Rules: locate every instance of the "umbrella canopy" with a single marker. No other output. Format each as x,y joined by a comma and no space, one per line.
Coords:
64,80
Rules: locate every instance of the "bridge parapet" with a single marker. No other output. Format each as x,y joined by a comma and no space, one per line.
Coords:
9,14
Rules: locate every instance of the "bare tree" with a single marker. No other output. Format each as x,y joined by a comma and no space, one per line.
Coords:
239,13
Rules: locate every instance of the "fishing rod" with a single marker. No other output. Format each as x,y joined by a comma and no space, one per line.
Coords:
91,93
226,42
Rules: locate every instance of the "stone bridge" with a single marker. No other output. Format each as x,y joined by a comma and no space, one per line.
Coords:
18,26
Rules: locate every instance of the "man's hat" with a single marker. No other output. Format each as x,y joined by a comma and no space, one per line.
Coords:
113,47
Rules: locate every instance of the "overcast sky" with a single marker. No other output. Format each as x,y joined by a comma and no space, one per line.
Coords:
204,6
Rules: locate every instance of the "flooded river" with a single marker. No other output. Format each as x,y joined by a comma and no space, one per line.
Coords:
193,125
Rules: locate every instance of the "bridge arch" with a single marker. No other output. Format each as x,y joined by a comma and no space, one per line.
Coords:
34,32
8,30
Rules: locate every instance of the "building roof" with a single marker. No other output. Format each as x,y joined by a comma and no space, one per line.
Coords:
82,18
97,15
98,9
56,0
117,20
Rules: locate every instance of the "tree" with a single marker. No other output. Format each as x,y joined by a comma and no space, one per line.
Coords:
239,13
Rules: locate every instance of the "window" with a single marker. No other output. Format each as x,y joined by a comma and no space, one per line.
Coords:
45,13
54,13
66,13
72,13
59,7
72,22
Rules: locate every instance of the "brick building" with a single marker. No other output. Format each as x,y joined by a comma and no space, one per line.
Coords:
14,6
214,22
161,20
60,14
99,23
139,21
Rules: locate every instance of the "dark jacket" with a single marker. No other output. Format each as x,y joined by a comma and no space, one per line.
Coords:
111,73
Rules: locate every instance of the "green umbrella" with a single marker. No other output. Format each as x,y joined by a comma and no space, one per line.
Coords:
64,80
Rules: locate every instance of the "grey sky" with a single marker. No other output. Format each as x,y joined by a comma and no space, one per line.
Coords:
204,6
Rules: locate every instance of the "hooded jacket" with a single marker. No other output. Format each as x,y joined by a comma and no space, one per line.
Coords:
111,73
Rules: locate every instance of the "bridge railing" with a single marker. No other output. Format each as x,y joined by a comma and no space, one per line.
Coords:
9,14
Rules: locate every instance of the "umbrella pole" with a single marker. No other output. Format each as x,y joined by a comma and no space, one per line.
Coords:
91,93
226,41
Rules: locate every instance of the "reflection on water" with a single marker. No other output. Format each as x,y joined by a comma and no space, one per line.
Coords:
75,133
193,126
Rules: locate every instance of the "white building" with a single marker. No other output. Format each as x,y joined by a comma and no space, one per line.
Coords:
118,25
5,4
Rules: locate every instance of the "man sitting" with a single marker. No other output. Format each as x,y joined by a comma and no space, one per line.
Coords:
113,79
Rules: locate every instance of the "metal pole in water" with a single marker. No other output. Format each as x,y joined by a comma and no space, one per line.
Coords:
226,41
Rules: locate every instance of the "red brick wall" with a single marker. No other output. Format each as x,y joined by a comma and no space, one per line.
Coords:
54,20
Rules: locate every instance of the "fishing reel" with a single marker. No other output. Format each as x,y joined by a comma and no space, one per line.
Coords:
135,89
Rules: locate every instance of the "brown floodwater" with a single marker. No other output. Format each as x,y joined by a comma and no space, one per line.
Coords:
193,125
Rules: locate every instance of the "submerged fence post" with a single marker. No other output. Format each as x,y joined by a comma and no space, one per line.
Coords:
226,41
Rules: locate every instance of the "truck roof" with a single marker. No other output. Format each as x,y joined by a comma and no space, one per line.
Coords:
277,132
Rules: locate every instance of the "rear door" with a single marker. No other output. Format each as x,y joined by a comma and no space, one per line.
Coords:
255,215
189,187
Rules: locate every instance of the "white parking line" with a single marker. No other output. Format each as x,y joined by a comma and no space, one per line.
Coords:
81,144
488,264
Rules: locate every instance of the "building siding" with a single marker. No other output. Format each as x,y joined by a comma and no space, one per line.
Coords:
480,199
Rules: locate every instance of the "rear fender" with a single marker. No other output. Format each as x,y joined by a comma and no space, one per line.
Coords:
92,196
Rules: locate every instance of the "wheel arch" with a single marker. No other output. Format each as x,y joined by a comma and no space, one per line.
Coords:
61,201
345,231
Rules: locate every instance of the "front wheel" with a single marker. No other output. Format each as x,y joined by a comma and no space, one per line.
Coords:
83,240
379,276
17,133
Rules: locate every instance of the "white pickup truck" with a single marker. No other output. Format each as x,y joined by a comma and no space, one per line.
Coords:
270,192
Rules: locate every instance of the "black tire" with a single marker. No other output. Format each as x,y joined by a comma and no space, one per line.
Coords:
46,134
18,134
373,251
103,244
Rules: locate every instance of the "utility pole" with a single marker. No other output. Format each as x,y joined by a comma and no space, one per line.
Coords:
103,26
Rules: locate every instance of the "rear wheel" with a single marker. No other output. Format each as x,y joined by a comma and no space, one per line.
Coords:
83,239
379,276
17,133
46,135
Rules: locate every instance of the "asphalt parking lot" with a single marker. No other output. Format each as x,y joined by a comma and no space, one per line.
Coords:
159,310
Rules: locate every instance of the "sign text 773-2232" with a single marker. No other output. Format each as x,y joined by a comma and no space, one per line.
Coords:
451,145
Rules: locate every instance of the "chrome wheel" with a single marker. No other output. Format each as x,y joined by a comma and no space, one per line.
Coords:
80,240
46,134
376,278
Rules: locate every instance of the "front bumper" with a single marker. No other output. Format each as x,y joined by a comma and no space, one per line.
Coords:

○ ○ ○ ○ ○

* **Task item**
Would you count the lines in the entries that hold "brick" and reply with only the count?

* **Written response**
2